#### THINGS TO DO:
1. In the text about singing and communication, what does the body release when we listen to someone sing?
2. Extend the text about singing and human communication past its final sentence.

#### EXCERPT:
◆ ◆ ◆

But are there pleasures that have no negative effects? Something that emerged at the dawn of civilization and was developing together with it? For example, communication with one another. Have you ever thought of the extent to which our society is built around communication? Eye-to-eye business negotiations, long telephones talks between sweethearts, conversations with a therapist which bring relief and help to heal.
One of the most ancient forms of communication which allegedly emerged even before speech was singing. Using sounds, linked into a pre-historic proto-melodic structure, early human-beings could display quite a wide range of emotions, share information, and express how they felt.
Later came the music, which could initially be presented as a rhythmical beating of a stick against an empty log accompanied by the sounds, produced by people. Dancing finalized the basis of the prehistoric interpersonal and tribal communication as a logical continuation of singing and music.
Music is closely connected with our deepest systems of reward. In fact, we are born with the love to sing, and most of the studies prove that when we listen to someone’s singing, our body releases dopamine. These days, nobody questions the fact that music helps to overcome stress, release pain. Music therapy is widely used in practice. Karaoke and chore singing is even used for the prevention of senility.
When a person is singing, his or her lungs get enriched with oxygen as much as during jogging; the brain and body gain energy, and thanks to that it is easier for us to improve our mood, cope with difficult tasks, and focus during a considerable period of time. It results in better blood circulation, normal heartbeat and blood pressure, improved general wellness, headache relief, and better complexion.
Micro vibrations going through every cell during the signing, too, have a positive effect on the entire body. It has been observed long ago – there is a reason why in all meditative and healing practices (from the shamanic ritual in the Far East to the ceremonies of the Australian aboriginal tribes), singing served as a tool to put people into trans and heal from many diseases.

◆ ◆ ◆

(Stored items from a collection)

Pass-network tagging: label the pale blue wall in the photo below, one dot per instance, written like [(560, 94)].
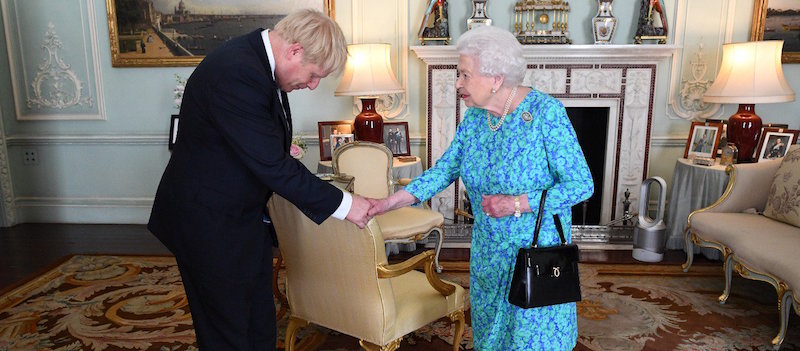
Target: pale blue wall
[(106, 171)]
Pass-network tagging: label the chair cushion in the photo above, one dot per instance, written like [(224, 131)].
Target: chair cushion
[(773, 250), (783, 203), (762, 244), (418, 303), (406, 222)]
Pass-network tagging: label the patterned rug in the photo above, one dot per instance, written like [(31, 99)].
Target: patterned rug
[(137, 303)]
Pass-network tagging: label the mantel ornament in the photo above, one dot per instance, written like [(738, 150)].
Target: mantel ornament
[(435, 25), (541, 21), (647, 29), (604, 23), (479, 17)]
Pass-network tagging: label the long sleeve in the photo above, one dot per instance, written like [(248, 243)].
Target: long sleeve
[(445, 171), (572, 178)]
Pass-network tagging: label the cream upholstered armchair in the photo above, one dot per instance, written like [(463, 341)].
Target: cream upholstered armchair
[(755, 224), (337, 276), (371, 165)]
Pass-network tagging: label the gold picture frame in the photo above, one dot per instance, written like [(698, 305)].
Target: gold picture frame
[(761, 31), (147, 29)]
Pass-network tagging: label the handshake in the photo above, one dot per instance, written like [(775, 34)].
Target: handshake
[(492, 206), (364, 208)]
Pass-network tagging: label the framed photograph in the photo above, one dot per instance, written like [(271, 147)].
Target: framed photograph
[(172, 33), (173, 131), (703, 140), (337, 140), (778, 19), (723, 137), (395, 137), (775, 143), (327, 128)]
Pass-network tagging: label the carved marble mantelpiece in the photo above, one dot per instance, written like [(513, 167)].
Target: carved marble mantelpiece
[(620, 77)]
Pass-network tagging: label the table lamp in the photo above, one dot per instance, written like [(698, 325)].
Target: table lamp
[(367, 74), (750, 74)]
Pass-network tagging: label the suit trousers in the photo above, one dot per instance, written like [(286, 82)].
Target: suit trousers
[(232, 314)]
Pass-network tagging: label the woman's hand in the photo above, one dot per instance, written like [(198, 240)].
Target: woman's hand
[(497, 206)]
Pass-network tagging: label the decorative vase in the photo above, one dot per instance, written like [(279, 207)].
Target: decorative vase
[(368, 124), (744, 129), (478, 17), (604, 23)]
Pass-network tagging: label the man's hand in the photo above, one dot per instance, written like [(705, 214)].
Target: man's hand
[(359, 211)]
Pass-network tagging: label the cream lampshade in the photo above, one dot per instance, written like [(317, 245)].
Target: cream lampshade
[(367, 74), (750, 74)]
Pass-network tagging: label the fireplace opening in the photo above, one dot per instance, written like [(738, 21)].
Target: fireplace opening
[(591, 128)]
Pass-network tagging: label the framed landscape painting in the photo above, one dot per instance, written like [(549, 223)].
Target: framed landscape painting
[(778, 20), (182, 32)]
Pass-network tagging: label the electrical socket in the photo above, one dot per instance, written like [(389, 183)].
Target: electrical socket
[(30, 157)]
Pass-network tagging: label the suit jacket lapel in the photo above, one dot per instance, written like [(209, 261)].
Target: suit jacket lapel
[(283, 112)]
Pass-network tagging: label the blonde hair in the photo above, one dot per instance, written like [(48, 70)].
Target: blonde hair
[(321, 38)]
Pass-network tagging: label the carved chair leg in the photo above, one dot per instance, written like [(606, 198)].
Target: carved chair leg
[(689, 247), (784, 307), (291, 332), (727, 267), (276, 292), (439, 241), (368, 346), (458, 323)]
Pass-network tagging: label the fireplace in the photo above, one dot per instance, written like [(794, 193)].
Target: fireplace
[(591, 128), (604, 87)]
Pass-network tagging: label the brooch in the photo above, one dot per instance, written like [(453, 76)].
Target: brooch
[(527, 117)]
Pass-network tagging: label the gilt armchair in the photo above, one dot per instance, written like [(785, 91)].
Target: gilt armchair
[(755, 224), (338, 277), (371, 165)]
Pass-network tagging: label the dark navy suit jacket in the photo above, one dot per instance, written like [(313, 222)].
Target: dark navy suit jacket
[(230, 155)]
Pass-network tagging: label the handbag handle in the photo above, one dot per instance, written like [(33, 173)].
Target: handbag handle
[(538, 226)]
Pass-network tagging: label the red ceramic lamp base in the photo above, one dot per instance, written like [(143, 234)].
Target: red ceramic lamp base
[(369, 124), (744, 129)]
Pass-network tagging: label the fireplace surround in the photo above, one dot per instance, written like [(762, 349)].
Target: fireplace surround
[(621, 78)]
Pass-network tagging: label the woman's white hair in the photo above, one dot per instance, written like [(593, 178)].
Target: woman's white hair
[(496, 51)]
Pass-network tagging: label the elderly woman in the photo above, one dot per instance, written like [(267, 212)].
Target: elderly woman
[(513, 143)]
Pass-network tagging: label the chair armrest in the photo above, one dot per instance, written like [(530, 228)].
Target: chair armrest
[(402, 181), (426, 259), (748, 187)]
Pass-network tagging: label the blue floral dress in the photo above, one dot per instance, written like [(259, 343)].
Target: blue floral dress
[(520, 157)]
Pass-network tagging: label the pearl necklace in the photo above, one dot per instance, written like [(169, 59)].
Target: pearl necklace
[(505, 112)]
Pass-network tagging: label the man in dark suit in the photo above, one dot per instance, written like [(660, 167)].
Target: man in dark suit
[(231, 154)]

◆ ◆ ◆

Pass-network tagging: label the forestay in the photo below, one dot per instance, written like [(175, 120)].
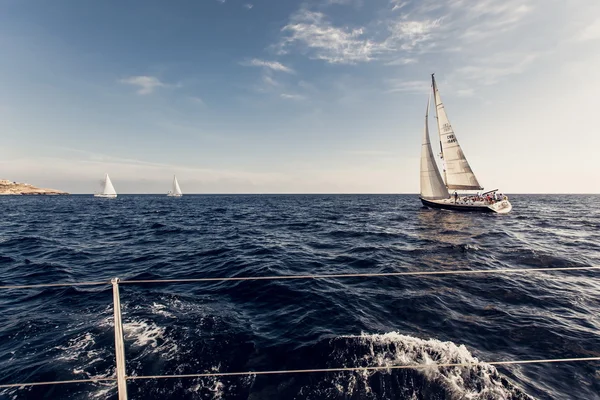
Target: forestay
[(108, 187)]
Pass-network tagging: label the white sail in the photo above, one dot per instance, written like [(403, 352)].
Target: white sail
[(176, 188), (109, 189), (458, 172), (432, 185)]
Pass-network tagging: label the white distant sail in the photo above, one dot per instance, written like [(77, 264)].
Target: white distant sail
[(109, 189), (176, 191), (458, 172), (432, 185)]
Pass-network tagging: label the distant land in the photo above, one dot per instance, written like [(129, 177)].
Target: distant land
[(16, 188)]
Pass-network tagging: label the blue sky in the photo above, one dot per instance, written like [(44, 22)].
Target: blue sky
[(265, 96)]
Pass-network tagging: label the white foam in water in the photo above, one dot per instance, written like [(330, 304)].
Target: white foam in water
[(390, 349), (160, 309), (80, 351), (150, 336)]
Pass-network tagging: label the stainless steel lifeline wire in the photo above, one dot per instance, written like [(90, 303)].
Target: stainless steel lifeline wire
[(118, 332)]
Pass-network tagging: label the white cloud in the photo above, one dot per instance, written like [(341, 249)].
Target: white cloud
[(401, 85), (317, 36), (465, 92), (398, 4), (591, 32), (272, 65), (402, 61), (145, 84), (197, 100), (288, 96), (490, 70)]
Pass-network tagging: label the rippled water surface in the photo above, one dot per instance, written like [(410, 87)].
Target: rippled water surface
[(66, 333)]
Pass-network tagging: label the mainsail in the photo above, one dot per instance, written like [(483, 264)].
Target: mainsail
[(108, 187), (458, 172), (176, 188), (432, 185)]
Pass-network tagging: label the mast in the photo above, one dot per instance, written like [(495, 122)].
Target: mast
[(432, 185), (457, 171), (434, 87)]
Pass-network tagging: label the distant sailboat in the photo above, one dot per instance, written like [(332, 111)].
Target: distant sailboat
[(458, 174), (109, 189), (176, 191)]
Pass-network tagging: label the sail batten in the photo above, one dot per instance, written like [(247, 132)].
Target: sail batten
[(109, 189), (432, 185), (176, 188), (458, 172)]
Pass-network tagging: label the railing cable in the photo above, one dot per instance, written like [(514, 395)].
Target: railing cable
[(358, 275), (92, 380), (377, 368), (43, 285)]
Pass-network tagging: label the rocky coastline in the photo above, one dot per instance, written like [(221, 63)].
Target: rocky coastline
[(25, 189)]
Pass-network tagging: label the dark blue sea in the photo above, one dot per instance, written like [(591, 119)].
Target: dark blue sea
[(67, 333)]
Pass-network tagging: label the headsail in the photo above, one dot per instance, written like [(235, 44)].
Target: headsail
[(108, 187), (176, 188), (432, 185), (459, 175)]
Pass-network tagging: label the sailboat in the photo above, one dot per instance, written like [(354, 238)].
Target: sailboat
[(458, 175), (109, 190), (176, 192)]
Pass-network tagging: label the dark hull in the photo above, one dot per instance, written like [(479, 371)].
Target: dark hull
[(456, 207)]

◆ ◆ ◆

#### SOLVED PROBLEMS:
1. Dopamine.

2.
But what counts most is that singing is available for absolutely everyone. You don’t need to buy any special equipment or save for new fitness equipment for years, as you can sing just in your shower. It doesn’t take any special skills, body shape, or years of exercising. Even speech disorders are not a no-go for a karaoke party – John Scatman who suffered a bad staggering is the best proof of it.
For children with speech disorders, singing is one of the ways to improve their verbal skills and come out of the shell. It is also a source of good mood, self-confidence, somatic stabilization, and personality harmonization. Moreover, music and singing are good means of self-expressing if other abilities are limited.
Signing is a useful and healthy joy that implies continuous growth and development. There are always new highs of self-improvement to reach, many new singing skills to gain, the voice range to expand, and more complicated songs to perform. You can step out of the comfort zone of your living room or home-based karaoke and go to a karaoke club to challenge yourself on the big stage in front of a large audience. This will give you a mixture of adrenaline and dopamine – something that extreme-sport lovers experience.
We all have an access to the endless sea of joy and peak of emotions we feel since the day we are born and for the rest of our lives. We are born to sing and be happy. We sing to share our feelings with the entire world. We sing to tell everyone that we’re overwhelmed with happiness. We sing because we can’t help singing.